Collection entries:
════════════════
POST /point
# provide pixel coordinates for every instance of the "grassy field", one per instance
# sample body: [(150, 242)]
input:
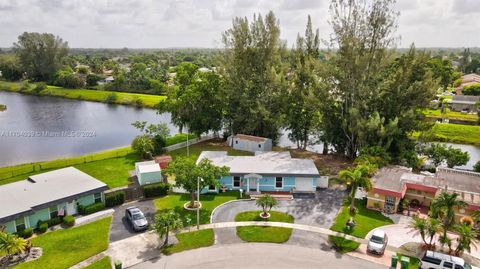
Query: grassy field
[(452, 115), (365, 219), (64, 248), (453, 133), (209, 202), (123, 98), (342, 244), (262, 233), (191, 240), (103, 263)]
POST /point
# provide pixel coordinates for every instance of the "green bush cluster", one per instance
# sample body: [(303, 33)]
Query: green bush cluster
[(93, 208), (69, 220), (155, 190), (114, 199)]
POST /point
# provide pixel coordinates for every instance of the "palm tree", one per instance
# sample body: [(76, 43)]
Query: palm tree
[(266, 202), (355, 178), (11, 244), (165, 222), (443, 208), (467, 237)]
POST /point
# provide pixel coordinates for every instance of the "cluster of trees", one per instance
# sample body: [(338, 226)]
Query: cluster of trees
[(441, 220), (361, 95)]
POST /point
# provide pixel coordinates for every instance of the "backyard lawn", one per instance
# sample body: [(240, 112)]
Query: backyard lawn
[(365, 219), (64, 248), (262, 233), (103, 263), (209, 202), (191, 240)]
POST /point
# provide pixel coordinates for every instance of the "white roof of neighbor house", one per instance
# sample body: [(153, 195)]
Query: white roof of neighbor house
[(148, 167), (271, 163), (42, 189)]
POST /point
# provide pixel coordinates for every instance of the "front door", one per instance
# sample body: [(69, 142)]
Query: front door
[(71, 208)]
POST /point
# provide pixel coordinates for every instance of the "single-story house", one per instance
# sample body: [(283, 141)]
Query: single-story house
[(265, 172), (148, 172), (394, 183), (465, 103), (45, 196), (250, 143)]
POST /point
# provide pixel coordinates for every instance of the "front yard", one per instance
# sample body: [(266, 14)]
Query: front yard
[(64, 248), (209, 202), (365, 219), (263, 233)]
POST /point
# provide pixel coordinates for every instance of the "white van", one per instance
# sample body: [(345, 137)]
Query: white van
[(438, 260)]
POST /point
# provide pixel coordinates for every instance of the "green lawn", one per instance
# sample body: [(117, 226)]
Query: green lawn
[(209, 202), (453, 133), (64, 248), (191, 240), (123, 98), (366, 220), (452, 115), (343, 245), (103, 263), (262, 233)]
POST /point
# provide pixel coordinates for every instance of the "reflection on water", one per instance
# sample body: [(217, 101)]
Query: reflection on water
[(35, 128)]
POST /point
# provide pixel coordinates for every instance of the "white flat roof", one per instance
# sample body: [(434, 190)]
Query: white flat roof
[(148, 167), (270, 163), (24, 196)]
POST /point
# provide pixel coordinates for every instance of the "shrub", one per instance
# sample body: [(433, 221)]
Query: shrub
[(26, 233), (42, 227), (54, 221), (157, 189), (69, 220), (114, 199), (111, 98), (94, 208)]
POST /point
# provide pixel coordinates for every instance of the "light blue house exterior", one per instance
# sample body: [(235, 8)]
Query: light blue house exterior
[(264, 172), (45, 196)]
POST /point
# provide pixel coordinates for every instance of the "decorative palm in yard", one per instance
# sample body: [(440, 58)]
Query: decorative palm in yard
[(266, 202), (165, 222), (10, 245), (355, 178)]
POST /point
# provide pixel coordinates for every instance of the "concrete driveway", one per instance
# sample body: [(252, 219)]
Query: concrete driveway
[(320, 211), (120, 229)]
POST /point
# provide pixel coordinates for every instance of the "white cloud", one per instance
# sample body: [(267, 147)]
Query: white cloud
[(199, 23)]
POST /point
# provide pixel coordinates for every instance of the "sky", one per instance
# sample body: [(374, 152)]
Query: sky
[(200, 23)]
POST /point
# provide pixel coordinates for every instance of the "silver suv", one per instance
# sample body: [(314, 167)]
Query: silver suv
[(136, 219)]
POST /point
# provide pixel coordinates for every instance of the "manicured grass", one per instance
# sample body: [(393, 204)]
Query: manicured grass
[(414, 262), (365, 219), (123, 98), (211, 145), (191, 240), (453, 133), (262, 233), (103, 263), (209, 202), (452, 115), (343, 245), (64, 248)]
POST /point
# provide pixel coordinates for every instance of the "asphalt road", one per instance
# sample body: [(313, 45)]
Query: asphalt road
[(257, 256)]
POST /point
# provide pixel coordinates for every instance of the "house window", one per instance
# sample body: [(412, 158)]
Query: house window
[(236, 182), (98, 197), (20, 224), (278, 182), (53, 211)]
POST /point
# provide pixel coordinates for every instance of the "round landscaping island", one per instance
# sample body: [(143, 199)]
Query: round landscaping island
[(264, 233)]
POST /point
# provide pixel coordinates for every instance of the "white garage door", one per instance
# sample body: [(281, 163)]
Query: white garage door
[(303, 184)]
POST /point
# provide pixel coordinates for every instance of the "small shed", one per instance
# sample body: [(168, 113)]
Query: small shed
════════════════
▶ **REQUEST**
Set down the material exactly, every line of it, except for the pictures.

▶ **THE RESPONSE**
POST /point
# provide pixel coordinates for every instance of the "grassy field", one per instance
# sample body: [(150, 242)]
input:
Query: grassy field
[(452, 115), (365, 219), (64, 248), (453, 133), (209, 202), (123, 98), (342, 244), (262, 233), (191, 240), (103, 263)]
POST /point
# provide pixel coordinates for every instance of the "green bush cluster", one per instance
# sample body: [(303, 33)]
Query: green bush cluster
[(93, 208), (69, 220), (155, 190), (114, 199)]
POST /point
# provide pixel coordinates for every instance of the "palm tree", one per instance
# sample body: [(76, 43)]
Query: palm tree
[(266, 202), (355, 178), (11, 244), (165, 222), (443, 208), (467, 237)]
POST /point
# provide pixel coordinates for every instance of the "cluster of trees", one per instance
# sample body: [(338, 226)]
Query: cluster of trees
[(441, 220), (361, 95)]
POST /point
# provide pixel coordinates for every instance of the "backyard lawn", one per instance
# sample body: [(240, 112)]
Query: backyard lawn
[(365, 219), (64, 248), (262, 233), (103, 263), (209, 202), (191, 240)]
POST /point
# provide pixel coordinates for every instance of the "white roof of neighbor house", one per instance
# sample body: [(153, 195)]
Query: white roof of neighbor house
[(148, 167), (271, 163), (42, 189)]
POST /point
# provide pixel coordinates for every instance of the "front door", one per instance
# sample body: [(69, 142)]
Query: front door
[(71, 208)]
POST /point
# provide pixel coordinates for every instance of the "single-story house", one per instance
# sample body: [(283, 141)]
Query: single-story house
[(265, 172), (148, 172), (394, 183), (465, 103), (45, 196), (250, 143)]
POST /point
# provide pixel coordinates for every instance of the "front yard", one per instance
# sample body: [(266, 14)]
Query: front yard
[(64, 248), (209, 202), (365, 219), (263, 233)]
POST /point
# provide pixel coordinates for every instance of the "white van", one per instance
# sample body: [(345, 137)]
Query: white van
[(438, 260)]
POST /point
# provide pixel coordinates for every instance of the "green lawn", one per instance
# sample body: [(117, 226)]
Query: green lawn
[(209, 202), (453, 133), (64, 248), (191, 240), (123, 98), (366, 220), (452, 115), (343, 245), (103, 263), (262, 233)]
POST /point
# provide pixel coordinates for every instance of the "reflection on water", one per instance
# sample body: [(217, 101)]
Query: reflection on water
[(35, 128)]
POST /point
# provide pixel coordinates for every instance of the "white flat roof", one per instance
# sample body: [(434, 190)]
Query: white flat roof
[(148, 167), (270, 163), (24, 196)]
POST /point
# provide pixel coordinates for every instance of the "shrub", one per instance
# sample body: [(433, 221)]
Query: shrub
[(26, 233), (42, 227), (54, 221), (157, 189), (69, 220), (114, 199), (111, 98), (94, 208)]
POST /point
# provide pixel coordinates for every instance of the "light blue house exterior", one per instance
# sample body: [(235, 8)]
Query: light blue house exterior
[(264, 172), (45, 196)]
POST /point
# provide pixel coordinates for every instance of the "decorative palm in yard", one per instance
# sample body: [(440, 58)]
Query: decorative palm in yard
[(266, 202), (165, 222), (10, 245), (355, 178)]
POST /point
# provide pixel coordinates for every instance of the "concrete driveway", one per instance
# sample body: [(252, 219)]
Query: concrete driveway
[(320, 211), (120, 229)]
POST /point
# provide pixel coordinates for every instance of the "white cloud", one per instance
# sample body: [(267, 147)]
Query: white cloud
[(199, 23)]
POST /point
# provide pixel coordinates for every instance of the "sky", one per instance
# sample body: [(374, 152)]
Query: sky
[(200, 23)]
POST /point
# provide pixel coordinates for every instance of the "silver suv", one per instance
# sample body: [(314, 167)]
Query: silver suv
[(136, 219)]
POST /point
# provide pixel coordinates for every instance of the "manicured grass", one per instance
# sample body: [(393, 204)]
Query: manicured grass
[(414, 262), (365, 219), (123, 98), (211, 145), (191, 240), (453, 133), (262, 233), (103, 263), (209, 202), (452, 115), (343, 245), (64, 248)]
POST /point
# provide pixel coordinates for every instance of the "asphalt road", one per instance
# sample body: [(313, 45)]
Query: asphalt road
[(257, 256)]
POST /point
# provide pixel coordinates for every instance of the "house window", one per instance
# sample body: [(412, 158)]
Query: house window
[(236, 182), (98, 197), (20, 224), (278, 182), (53, 211)]
POST /point
# provide pixel coordinates for every instance of the "round landscaping island", one per instance
# sample body: [(143, 199)]
Query: round landscaping island
[(264, 233)]
POST /point
# provide pixel coordinates for every instance of the "white garage door", one per instance
# sample body: [(281, 163)]
Query: white garage door
[(303, 184)]
POST /point
# provide pixel coordinates for every instance of the "small shed", one per instance
# sample body: [(168, 113)]
Query: small shed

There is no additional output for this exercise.